■ Input data

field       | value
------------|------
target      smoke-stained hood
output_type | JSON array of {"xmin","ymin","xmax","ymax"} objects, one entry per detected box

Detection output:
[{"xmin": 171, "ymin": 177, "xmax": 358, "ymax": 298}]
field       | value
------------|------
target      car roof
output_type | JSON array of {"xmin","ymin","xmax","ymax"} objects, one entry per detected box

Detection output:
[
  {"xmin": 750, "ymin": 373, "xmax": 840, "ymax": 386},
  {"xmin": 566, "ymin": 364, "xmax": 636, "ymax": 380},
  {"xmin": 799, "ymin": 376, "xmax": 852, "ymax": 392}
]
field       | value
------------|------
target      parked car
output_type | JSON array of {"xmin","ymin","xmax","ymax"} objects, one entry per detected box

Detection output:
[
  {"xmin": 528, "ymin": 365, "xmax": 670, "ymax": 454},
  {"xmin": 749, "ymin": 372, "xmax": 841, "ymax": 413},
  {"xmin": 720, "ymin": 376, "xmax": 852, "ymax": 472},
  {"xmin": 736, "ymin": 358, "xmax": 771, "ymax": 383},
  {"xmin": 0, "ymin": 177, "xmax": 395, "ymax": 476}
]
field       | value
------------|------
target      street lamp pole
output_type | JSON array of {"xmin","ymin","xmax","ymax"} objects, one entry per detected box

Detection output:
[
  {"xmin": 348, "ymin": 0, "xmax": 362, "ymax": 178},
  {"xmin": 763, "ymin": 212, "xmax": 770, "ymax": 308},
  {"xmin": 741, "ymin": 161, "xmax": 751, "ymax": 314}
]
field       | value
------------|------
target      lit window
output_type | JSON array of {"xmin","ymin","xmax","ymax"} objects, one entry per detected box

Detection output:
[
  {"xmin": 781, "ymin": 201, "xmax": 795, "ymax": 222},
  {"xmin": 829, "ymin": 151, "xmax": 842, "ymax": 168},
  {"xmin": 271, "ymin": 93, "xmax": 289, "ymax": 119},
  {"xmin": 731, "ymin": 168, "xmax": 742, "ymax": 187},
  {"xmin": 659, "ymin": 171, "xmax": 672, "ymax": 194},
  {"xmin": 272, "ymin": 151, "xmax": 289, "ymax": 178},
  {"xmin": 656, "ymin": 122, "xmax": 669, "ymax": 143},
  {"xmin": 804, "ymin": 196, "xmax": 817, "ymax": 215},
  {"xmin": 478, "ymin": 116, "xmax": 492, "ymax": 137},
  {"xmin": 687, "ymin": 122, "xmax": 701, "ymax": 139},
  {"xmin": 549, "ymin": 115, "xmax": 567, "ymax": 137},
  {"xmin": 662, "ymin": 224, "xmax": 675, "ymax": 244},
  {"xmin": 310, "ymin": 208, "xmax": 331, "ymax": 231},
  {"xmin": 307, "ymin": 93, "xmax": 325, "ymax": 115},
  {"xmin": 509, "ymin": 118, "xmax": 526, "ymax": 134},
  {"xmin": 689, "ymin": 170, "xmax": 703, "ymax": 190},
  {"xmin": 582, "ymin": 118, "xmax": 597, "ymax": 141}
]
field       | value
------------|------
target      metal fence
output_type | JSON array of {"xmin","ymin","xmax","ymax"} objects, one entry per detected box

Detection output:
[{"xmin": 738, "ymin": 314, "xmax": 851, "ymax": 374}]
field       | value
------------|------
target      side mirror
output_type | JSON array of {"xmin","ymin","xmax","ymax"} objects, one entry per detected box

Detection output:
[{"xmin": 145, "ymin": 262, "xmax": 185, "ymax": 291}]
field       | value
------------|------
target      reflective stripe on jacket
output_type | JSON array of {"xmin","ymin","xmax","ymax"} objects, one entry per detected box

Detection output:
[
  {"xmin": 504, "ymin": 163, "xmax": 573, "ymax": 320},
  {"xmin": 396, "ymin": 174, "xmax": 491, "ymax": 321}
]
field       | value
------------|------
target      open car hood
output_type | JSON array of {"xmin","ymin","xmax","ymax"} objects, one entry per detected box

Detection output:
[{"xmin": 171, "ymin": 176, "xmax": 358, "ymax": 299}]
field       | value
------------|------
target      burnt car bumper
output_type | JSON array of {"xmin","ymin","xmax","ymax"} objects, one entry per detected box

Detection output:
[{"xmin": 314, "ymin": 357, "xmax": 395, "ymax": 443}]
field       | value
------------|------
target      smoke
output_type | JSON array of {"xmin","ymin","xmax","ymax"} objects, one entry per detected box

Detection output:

■ Task objective
Every record above needs to be repeated word for word.

■ Reply
field       | value
------------|------
target      smoke-stained hood
output_type | JSON array of {"xmin","ymin","xmax","ymax"} objects, one entry per detected box

Detection output:
[{"xmin": 171, "ymin": 177, "xmax": 358, "ymax": 298}]
field       | value
------------|------
target      car roof
output_type | JSON array of {"xmin","ymin","xmax","ymax"} objects, one entry per detected box

Detection output:
[
  {"xmin": 750, "ymin": 373, "xmax": 840, "ymax": 386},
  {"xmin": 566, "ymin": 364, "xmax": 636, "ymax": 380},
  {"xmin": 799, "ymin": 376, "xmax": 852, "ymax": 392}
]
field       | value
------------|------
target      parked car
output_type | JSON array of {"xmin","ymin","xmax","ymax"} objects, one entry per detected box

Detection output:
[
  {"xmin": 528, "ymin": 365, "xmax": 670, "ymax": 454},
  {"xmin": 749, "ymin": 372, "xmax": 841, "ymax": 413},
  {"xmin": 720, "ymin": 376, "xmax": 852, "ymax": 472},
  {"xmin": 736, "ymin": 358, "xmax": 771, "ymax": 383},
  {"xmin": 0, "ymin": 177, "xmax": 395, "ymax": 476}
]
field       | value
------------|------
target      street lamp pole
output_type | JSON array of {"xmin","ymin","xmax","ymax"} objects, one entry per detected box

Detection output:
[
  {"xmin": 348, "ymin": 0, "xmax": 362, "ymax": 178},
  {"xmin": 763, "ymin": 212, "xmax": 770, "ymax": 308},
  {"xmin": 741, "ymin": 161, "xmax": 751, "ymax": 314}
]
field       | value
------------|------
target      lit window
output_type | JSON array of {"xmin","ymin","xmax","ymax"} objects, one entry per detected box

Detection output:
[
  {"xmin": 781, "ymin": 201, "xmax": 795, "ymax": 222},
  {"xmin": 829, "ymin": 151, "xmax": 842, "ymax": 168},
  {"xmin": 271, "ymin": 93, "xmax": 289, "ymax": 119},
  {"xmin": 731, "ymin": 168, "xmax": 742, "ymax": 187},
  {"xmin": 659, "ymin": 171, "xmax": 672, "ymax": 194},
  {"xmin": 272, "ymin": 151, "xmax": 289, "ymax": 178},
  {"xmin": 656, "ymin": 122, "xmax": 669, "ymax": 143},
  {"xmin": 804, "ymin": 196, "xmax": 817, "ymax": 215},
  {"xmin": 478, "ymin": 116, "xmax": 492, "ymax": 137},
  {"xmin": 687, "ymin": 122, "xmax": 701, "ymax": 139},
  {"xmin": 549, "ymin": 115, "xmax": 567, "ymax": 137},
  {"xmin": 662, "ymin": 224, "xmax": 675, "ymax": 244},
  {"xmin": 310, "ymin": 208, "xmax": 331, "ymax": 231},
  {"xmin": 307, "ymin": 93, "xmax": 325, "ymax": 115},
  {"xmin": 509, "ymin": 118, "xmax": 526, "ymax": 134},
  {"xmin": 689, "ymin": 170, "xmax": 703, "ymax": 190},
  {"xmin": 582, "ymin": 118, "xmax": 597, "ymax": 141}
]
field       | value
------------|------
target      metal fence
output_type | JSON array of {"xmin","ymin","xmax","ymax"} objects, one entry per detected box

Detection output:
[{"xmin": 738, "ymin": 314, "xmax": 851, "ymax": 374}]
field       | value
------------|------
target      side mirror
output_type | JSON array of {"xmin","ymin","xmax","ymax"} objects, one entry per detected box

Detection output:
[{"xmin": 145, "ymin": 262, "xmax": 185, "ymax": 291}]
field       | value
------------|------
target      reflective stripe on jacket
output_type | JSON array of {"xmin","ymin","xmax","ymax"} objects, one entry per detected box

Detection output:
[
  {"xmin": 504, "ymin": 163, "xmax": 573, "ymax": 320},
  {"xmin": 396, "ymin": 174, "xmax": 491, "ymax": 321}
]
field       | value
------------|------
target      open car hood
output_type | JSON array of {"xmin","ymin","xmax","ymax"} objects, one entry per detected box

Detection output:
[{"xmin": 171, "ymin": 176, "xmax": 358, "ymax": 299}]
field       | value
------------|------
target      burnt car bumper
output_type | JSON array of {"xmin","ymin","xmax","ymax"} objects, one entry per detected box

Detection output:
[{"xmin": 314, "ymin": 357, "xmax": 395, "ymax": 443}]
field       | value
------------|------
target      smoke
output_type | JSON array of {"xmin","ymin","xmax","ymax"} objects, one entry per detected box

Detection output:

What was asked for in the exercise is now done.